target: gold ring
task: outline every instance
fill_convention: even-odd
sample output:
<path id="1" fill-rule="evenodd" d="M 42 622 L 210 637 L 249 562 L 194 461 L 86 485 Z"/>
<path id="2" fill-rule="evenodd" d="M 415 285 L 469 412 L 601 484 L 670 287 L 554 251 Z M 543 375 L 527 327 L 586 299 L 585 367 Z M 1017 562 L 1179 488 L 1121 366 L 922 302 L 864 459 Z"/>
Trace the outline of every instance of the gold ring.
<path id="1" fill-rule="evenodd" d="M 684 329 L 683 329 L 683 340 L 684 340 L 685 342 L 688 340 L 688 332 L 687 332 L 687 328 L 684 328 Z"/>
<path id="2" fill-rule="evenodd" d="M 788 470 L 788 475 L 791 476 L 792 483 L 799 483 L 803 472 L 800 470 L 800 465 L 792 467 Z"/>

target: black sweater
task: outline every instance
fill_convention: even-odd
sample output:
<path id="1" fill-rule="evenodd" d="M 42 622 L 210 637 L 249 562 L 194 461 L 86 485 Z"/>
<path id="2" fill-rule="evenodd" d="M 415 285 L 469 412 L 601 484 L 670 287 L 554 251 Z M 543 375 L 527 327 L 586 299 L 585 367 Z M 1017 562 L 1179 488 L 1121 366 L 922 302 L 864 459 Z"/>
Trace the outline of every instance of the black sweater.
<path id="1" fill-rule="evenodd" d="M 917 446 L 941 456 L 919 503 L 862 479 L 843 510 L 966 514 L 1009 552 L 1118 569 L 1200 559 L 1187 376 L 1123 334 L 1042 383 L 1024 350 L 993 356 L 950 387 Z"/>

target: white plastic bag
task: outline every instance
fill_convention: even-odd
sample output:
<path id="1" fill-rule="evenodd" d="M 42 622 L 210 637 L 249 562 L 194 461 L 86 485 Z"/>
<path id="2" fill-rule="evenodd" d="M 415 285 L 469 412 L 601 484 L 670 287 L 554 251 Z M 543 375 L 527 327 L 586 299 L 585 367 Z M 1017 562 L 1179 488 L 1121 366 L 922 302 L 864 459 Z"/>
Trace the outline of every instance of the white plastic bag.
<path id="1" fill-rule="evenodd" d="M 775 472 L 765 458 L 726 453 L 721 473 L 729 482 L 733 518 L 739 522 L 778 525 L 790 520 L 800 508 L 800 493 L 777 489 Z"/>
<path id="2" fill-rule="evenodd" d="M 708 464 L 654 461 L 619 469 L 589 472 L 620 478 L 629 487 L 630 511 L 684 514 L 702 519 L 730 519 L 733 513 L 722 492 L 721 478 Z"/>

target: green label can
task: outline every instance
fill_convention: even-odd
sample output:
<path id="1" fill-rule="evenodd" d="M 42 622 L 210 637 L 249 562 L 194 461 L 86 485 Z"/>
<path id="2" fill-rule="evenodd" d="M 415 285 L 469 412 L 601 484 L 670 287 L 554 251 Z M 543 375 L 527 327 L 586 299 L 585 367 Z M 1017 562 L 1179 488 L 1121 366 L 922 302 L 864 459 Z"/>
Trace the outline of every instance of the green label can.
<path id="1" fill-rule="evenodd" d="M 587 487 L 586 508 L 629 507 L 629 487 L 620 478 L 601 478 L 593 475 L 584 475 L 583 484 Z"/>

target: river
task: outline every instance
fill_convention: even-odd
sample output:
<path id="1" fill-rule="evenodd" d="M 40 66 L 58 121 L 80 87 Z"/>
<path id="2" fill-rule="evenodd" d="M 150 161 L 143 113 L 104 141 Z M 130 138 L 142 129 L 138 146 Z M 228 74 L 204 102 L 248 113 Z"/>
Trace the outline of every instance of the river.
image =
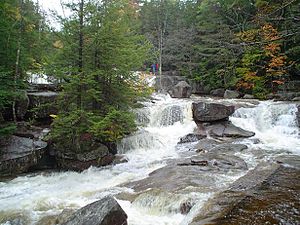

• • • •

=== Exercise details ===
The response should be the lines from the one containing "target: green label can" through the final line of the records, reproduced exactly and with every picture left out.

=== Reply to the task ===
target: green label can
task: outline every instance
fill_convention: even-odd
sample output:
<path id="1" fill-rule="evenodd" d="M 42 622 L 210 637 L 249 562 L 194 461 L 86 485 Z"/>
<path id="2" fill-rule="evenodd" d="M 415 285 L 469 412 L 601 484 L 670 287 L 554 251 Z M 543 375 L 527 327 L 586 299 L 585 367 Z M 1017 562 L 1179 488 L 1121 366 L 922 302 L 864 459 Z"/>
Trace the outline of every instance of the green label can.
<path id="1" fill-rule="evenodd" d="M 587 487 L 586 508 L 629 507 L 629 487 L 620 478 L 601 478 L 593 475 L 584 475 L 583 484 Z"/>

target: river
task: outline every instance
fill_convention: even-odd
sample output:
<path id="1" fill-rule="evenodd" d="M 40 66 L 58 121 L 80 87 Z"/>
<path id="2" fill-rule="evenodd" d="M 150 161 L 143 113 L 104 141 Z M 130 138 L 142 129 L 138 146 Z M 228 74 L 204 102 L 248 113 Z"/>
Trace the outline of every instance of the river.
image =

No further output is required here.